_TASK INSTRUCTIONS_: Which lines of the listing below contain the word "boat"? Copy each of them.

_EXERCISE INPUT_:
========================================
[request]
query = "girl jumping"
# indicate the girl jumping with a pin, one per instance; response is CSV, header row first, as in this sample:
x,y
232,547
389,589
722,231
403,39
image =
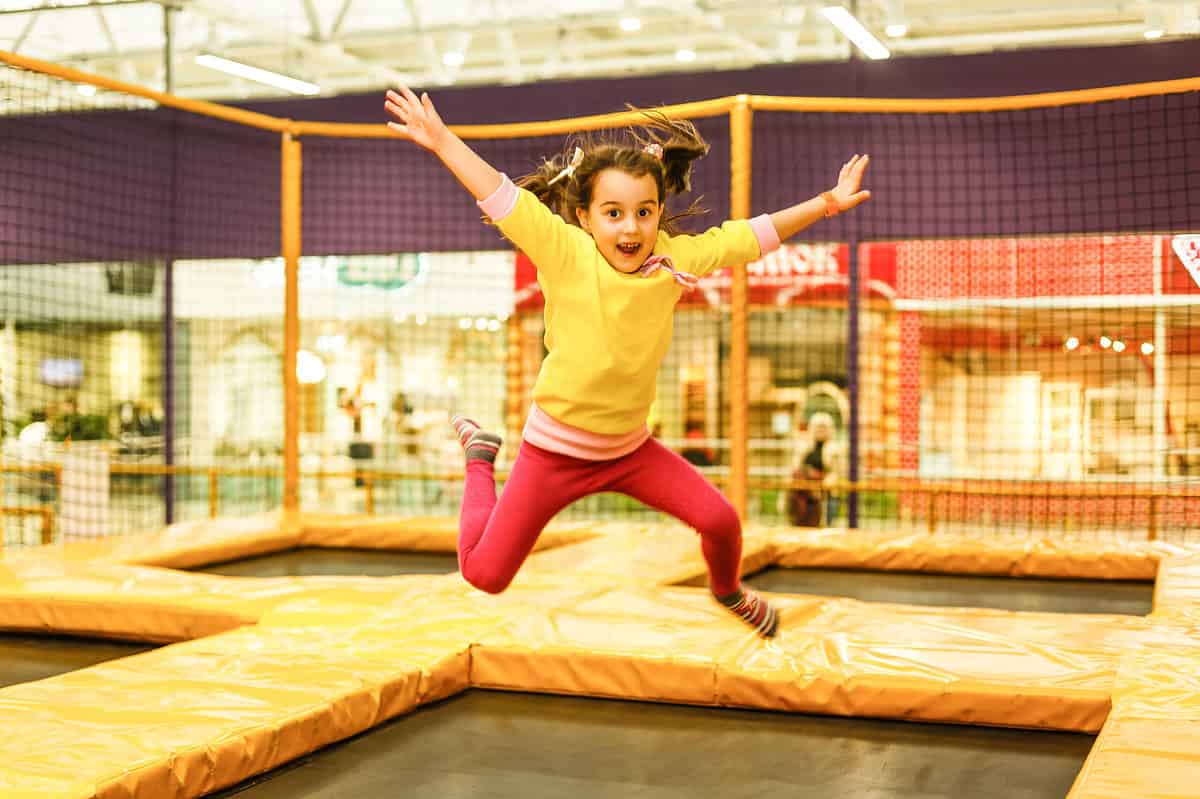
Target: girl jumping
x,y
611,268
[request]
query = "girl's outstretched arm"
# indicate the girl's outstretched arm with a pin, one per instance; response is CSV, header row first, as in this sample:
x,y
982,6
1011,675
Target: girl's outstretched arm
x,y
843,197
415,119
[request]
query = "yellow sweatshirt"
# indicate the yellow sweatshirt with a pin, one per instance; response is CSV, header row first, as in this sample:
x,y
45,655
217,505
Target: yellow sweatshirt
x,y
607,331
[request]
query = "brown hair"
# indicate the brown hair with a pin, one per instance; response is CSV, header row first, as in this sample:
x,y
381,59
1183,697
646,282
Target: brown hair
x,y
681,143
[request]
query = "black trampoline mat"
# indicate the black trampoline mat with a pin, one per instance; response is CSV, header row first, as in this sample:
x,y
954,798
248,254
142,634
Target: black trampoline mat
x,y
964,590
27,658
309,562
493,744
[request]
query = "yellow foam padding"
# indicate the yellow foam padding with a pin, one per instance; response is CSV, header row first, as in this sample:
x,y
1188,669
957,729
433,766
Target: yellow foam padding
x,y
1177,588
201,715
963,554
642,552
186,545
832,656
414,534
183,545
292,664
1150,746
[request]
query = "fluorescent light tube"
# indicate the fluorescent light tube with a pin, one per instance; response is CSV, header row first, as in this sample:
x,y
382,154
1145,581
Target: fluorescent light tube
x,y
853,30
259,76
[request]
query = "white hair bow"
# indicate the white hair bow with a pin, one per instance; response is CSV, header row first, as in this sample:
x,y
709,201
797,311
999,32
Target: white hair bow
x,y
569,169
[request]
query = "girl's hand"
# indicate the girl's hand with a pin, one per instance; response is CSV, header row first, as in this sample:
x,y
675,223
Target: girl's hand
x,y
415,119
849,180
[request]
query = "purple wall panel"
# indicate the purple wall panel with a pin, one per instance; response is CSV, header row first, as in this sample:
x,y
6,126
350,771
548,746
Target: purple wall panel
x,y
83,187
1129,166
390,196
96,186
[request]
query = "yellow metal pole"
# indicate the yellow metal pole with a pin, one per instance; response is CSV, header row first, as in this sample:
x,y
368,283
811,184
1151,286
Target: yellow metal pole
x,y
291,212
369,498
1153,518
214,493
741,136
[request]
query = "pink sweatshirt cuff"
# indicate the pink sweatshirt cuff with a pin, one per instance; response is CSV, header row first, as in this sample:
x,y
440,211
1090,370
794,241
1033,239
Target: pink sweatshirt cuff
x,y
765,232
501,203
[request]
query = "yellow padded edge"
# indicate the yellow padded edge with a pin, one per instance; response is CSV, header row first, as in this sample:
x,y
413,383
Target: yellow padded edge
x,y
583,618
961,554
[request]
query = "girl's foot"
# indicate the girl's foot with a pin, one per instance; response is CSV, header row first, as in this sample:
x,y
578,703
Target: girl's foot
x,y
478,443
754,610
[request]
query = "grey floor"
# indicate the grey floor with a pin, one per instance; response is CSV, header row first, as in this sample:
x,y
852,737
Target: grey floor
x,y
964,590
490,744
25,658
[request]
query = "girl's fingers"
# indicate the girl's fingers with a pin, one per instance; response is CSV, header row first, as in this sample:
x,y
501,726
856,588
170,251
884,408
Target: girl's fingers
x,y
396,110
409,96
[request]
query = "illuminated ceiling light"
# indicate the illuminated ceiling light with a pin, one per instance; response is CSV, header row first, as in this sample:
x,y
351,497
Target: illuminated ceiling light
x,y
1155,25
898,23
856,32
267,77
310,368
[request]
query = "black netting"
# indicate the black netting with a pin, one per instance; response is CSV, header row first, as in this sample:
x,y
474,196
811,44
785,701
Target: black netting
x,y
1019,349
106,376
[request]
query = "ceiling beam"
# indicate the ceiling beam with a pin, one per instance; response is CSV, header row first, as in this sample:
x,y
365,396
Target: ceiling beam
x,y
310,11
318,53
340,18
46,6
17,43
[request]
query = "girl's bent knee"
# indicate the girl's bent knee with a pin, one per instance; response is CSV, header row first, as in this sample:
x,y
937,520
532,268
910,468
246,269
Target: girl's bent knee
x,y
490,581
721,523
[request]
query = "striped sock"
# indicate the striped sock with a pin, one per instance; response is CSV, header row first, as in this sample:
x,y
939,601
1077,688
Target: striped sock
x,y
753,610
479,444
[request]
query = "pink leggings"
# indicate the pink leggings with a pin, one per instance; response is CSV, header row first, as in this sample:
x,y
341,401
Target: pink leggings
x,y
495,538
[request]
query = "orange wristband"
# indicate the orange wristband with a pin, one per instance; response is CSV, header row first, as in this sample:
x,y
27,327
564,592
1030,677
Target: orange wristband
x,y
832,208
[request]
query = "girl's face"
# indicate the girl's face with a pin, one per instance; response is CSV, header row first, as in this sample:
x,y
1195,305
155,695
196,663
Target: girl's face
x,y
623,217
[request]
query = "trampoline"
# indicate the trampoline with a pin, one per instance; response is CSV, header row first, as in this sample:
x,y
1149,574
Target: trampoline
x,y
509,745
1031,594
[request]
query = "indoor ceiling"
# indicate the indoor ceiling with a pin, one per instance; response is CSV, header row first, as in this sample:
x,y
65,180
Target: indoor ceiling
x,y
348,46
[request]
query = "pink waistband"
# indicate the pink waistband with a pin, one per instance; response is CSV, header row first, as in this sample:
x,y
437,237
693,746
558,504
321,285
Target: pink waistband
x,y
546,432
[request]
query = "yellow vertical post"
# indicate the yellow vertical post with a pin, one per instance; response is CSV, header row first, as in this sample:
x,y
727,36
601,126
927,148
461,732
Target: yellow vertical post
x,y
214,494
1152,534
291,245
741,136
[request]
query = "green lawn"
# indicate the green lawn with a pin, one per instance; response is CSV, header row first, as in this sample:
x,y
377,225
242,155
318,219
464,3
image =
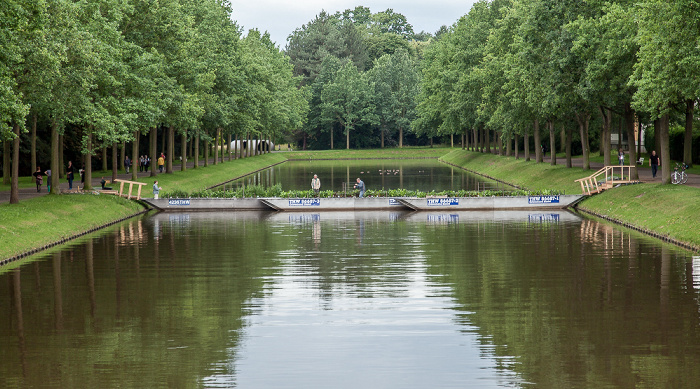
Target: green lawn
x,y
46,219
405,153
670,210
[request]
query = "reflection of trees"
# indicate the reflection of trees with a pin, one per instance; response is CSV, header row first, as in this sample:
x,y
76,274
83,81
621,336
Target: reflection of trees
x,y
123,320
576,306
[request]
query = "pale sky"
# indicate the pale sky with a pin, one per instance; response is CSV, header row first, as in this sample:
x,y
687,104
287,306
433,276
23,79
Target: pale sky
x,y
281,17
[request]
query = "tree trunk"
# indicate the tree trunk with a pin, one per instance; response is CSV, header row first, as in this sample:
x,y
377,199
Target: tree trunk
x,y
217,134
228,147
171,150
35,116
88,162
134,156
583,120
183,147
104,158
538,142
115,158
499,143
606,113
487,139
14,185
55,180
6,162
664,152
154,150
657,135
526,144
61,164
562,139
382,132
552,143
123,154
688,141
196,152
567,146
629,124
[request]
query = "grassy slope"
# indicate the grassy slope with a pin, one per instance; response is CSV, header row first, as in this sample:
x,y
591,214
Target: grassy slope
x,y
529,175
201,178
665,209
46,219
39,221
406,152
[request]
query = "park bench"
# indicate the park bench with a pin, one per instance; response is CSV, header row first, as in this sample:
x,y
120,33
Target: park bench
x,y
131,186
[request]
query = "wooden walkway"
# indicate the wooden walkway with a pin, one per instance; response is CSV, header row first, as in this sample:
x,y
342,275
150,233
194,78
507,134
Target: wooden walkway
x,y
605,178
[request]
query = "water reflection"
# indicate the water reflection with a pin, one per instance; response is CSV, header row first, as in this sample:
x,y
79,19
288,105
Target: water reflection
x,y
344,299
422,174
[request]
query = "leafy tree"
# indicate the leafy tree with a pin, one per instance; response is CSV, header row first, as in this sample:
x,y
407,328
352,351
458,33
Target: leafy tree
x,y
348,100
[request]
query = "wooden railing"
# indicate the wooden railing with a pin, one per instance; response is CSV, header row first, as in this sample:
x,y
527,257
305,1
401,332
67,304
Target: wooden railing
x,y
131,185
606,178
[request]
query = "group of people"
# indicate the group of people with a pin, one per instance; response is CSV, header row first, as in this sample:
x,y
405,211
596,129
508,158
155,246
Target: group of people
x,y
316,186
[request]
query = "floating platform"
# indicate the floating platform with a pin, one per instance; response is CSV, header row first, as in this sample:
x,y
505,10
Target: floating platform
x,y
368,204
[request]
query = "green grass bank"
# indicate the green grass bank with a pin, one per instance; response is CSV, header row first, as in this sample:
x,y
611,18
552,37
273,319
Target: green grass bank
x,y
668,210
402,153
204,177
41,221
47,219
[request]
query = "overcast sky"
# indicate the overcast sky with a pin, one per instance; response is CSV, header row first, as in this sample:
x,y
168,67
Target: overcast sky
x,y
281,17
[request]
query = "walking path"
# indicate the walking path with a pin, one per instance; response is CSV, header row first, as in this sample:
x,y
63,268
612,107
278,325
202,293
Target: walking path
x,y
28,193
643,170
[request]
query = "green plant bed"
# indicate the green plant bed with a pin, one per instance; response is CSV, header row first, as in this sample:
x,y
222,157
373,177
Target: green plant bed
x,y
276,191
42,220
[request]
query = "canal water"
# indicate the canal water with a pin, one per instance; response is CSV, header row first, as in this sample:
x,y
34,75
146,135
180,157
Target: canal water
x,y
414,174
354,300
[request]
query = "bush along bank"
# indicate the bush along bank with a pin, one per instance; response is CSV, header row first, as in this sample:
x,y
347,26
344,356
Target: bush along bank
x,y
668,212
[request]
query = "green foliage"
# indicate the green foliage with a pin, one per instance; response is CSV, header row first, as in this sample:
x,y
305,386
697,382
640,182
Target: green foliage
x,y
276,191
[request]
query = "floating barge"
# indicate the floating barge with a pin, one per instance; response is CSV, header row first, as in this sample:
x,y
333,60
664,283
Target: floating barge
x,y
368,204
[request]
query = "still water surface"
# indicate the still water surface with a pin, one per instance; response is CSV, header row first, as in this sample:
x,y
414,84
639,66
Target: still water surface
x,y
414,174
354,300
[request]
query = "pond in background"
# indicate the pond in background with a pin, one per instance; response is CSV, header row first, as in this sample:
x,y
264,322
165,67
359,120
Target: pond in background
x,y
413,174
354,300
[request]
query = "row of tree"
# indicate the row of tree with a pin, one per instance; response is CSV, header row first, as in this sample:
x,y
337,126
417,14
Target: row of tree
x,y
110,71
363,71
510,66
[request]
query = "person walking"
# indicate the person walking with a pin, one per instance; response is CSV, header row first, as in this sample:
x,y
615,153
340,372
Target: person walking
x,y
316,185
156,189
654,162
69,175
39,178
361,186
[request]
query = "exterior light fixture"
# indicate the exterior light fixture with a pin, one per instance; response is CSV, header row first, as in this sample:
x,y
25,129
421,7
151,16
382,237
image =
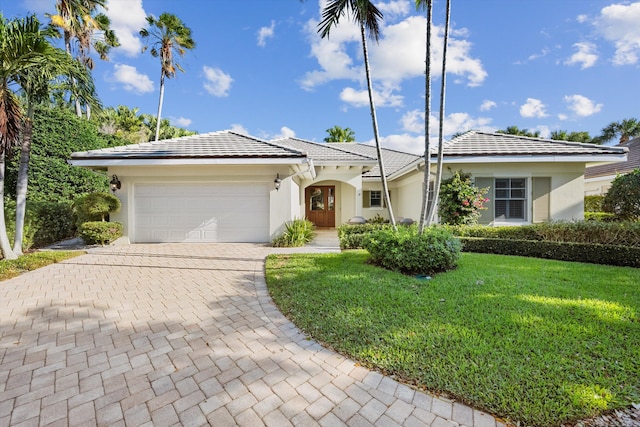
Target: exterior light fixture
x,y
277,182
115,183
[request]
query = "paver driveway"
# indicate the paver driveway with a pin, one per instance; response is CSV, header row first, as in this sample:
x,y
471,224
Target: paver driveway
x,y
173,334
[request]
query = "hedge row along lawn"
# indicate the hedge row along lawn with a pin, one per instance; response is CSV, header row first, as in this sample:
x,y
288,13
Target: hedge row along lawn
x,y
534,341
32,261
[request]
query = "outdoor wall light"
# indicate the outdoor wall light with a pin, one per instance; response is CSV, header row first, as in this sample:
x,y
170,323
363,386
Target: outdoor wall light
x,y
277,182
115,183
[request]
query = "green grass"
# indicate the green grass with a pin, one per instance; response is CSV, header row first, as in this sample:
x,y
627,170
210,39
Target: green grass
x,y
32,261
535,341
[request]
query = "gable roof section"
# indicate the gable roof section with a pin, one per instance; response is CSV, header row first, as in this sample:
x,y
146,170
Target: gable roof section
x,y
326,153
214,147
480,144
393,160
611,169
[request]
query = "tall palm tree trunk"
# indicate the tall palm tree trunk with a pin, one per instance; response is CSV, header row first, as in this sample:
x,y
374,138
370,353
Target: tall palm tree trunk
x,y
427,118
160,105
5,245
436,195
22,180
374,120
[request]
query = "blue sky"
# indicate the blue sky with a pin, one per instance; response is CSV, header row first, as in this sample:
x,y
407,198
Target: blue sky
x,y
259,67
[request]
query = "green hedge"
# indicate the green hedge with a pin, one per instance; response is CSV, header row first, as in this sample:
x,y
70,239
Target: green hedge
x,y
100,232
564,251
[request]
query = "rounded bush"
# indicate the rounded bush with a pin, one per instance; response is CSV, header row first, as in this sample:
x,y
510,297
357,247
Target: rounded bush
x,y
409,252
100,232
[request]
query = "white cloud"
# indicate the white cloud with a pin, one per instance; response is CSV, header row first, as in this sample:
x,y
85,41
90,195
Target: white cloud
x,y
181,122
131,79
586,55
399,55
533,108
217,82
618,23
581,105
487,105
266,33
127,18
360,98
238,128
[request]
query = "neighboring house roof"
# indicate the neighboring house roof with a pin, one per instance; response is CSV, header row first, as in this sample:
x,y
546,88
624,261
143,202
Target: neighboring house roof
x,y
393,160
204,148
611,169
323,152
475,143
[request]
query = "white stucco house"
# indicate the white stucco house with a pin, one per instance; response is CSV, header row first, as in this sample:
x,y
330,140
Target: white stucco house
x,y
228,187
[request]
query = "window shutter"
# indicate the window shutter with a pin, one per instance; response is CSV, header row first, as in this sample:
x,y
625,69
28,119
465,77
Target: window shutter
x,y
486,215
541,196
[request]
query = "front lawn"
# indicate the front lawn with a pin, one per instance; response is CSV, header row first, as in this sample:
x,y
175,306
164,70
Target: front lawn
x,y
32,261
535,341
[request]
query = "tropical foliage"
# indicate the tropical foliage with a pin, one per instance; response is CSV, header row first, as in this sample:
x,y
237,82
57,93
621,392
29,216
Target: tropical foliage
x,y
461,201
166,36
623,198
368,18
338,134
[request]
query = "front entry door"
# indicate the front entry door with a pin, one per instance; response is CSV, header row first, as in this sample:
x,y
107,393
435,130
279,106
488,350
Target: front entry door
x,y
321,205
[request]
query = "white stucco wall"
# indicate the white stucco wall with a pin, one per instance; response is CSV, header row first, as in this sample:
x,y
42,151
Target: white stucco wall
x,y
567,186
281,202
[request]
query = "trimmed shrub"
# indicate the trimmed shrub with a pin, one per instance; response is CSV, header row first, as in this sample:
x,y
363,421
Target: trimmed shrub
x,y
297,233
623,198
100,232
95,207
408,252
564,251
599,216
460,201
593,203
352,235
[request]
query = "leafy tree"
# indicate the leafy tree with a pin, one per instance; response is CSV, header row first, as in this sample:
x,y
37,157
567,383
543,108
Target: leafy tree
x,y
623,198
166,35
461,201
78,20
563,135
367,16
338,134
624,130
514,130
34,83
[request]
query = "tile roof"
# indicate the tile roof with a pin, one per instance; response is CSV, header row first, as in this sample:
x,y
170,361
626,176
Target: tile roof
x,y
222,144
393,160
475,143
321,152
632,163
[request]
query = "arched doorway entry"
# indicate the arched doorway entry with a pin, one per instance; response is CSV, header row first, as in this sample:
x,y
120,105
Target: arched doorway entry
x,y
320,201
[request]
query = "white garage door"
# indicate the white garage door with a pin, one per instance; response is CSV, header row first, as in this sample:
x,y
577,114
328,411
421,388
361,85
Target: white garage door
x,y
201,213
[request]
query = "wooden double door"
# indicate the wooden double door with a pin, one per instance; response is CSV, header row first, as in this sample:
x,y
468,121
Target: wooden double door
x,y
321,205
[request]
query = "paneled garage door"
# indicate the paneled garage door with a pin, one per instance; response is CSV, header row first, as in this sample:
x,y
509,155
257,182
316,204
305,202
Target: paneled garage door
x,y
201,213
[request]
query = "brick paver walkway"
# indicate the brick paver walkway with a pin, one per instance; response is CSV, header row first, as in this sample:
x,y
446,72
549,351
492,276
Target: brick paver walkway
x,y
182,335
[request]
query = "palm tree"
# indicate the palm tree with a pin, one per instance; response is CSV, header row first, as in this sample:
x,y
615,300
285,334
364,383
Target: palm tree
x,y
77,19
34,83
436,187
338,134
367,16
515,130
167,35
428,5
625,130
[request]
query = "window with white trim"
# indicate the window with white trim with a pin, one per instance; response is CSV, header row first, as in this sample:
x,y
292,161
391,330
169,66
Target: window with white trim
x,y
375,199
510,198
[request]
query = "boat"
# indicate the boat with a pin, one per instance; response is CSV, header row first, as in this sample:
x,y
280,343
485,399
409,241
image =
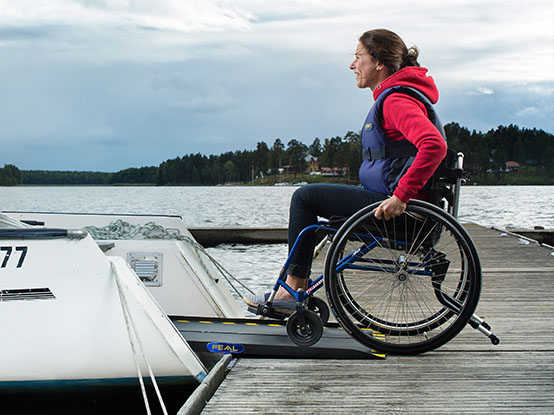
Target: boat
========================================
_ANSWER TO THIS EXERCISE_:
query = "boat"
# indicate the boat with a pin, one per instance; response is CSV, header row first, as in this sample:
Target: boat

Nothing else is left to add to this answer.